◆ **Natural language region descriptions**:
□ □ □

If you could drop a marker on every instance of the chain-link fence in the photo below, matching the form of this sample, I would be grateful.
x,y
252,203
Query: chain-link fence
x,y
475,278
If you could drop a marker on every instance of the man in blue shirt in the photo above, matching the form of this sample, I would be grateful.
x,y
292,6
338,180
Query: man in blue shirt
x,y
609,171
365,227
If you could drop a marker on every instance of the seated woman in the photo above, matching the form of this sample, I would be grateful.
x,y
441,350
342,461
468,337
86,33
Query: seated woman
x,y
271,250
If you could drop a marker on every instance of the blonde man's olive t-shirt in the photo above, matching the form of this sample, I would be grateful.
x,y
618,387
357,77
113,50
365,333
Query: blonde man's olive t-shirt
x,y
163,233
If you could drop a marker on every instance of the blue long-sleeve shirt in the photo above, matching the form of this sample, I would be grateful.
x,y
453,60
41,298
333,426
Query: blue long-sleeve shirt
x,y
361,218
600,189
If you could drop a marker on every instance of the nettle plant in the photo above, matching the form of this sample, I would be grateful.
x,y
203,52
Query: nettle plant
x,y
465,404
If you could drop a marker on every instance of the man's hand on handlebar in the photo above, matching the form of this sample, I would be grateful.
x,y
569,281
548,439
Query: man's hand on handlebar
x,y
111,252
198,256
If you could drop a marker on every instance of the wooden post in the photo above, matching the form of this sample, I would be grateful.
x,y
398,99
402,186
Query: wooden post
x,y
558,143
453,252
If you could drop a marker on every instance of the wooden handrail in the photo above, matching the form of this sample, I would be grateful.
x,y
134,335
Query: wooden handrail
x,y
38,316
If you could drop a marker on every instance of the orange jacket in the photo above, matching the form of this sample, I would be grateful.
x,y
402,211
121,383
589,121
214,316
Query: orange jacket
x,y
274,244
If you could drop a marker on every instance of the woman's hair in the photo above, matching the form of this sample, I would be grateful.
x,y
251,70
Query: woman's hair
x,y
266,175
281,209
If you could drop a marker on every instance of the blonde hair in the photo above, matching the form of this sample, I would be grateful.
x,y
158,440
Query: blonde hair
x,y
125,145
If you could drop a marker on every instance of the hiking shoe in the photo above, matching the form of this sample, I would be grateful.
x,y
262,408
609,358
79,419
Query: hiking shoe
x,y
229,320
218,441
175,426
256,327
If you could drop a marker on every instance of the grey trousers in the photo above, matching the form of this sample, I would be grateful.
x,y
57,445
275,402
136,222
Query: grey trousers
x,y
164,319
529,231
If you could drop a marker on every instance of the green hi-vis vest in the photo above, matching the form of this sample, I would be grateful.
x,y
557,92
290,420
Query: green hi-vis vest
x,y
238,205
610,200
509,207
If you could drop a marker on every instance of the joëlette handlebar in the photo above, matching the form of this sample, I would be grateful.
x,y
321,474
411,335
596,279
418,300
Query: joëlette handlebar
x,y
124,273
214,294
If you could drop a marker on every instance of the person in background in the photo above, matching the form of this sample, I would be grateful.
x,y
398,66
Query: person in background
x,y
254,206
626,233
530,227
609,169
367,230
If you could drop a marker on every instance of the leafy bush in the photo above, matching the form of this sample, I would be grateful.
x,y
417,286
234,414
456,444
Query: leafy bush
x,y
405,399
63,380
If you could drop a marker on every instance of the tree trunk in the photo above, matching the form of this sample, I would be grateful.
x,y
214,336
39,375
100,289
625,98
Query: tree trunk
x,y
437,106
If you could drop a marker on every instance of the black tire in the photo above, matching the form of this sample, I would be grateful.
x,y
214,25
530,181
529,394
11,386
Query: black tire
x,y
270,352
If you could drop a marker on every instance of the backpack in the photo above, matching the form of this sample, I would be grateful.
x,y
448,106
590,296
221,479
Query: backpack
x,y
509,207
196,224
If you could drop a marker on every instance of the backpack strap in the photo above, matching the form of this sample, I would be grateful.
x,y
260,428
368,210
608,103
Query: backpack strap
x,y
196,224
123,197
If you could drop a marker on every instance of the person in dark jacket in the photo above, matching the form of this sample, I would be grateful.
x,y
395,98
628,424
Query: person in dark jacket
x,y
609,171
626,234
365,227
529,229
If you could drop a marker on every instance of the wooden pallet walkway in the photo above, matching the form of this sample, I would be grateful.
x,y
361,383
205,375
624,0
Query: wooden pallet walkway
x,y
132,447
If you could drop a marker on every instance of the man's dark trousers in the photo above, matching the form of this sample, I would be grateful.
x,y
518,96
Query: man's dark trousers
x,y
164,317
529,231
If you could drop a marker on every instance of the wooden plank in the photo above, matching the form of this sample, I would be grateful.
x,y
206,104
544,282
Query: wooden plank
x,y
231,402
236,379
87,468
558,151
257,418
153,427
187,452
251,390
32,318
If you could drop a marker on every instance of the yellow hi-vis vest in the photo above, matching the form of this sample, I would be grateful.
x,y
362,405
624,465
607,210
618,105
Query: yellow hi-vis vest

□ □ □

◆ **Exercise details**: In the records, which lines use the word "yellow"? Report them.

◆ **Output**:
If you could drop a marker on every instance of the yellow hi-vis vest in the photo above, matching the form of this sample, I would be grateful.
Query: yellow hi-vis vest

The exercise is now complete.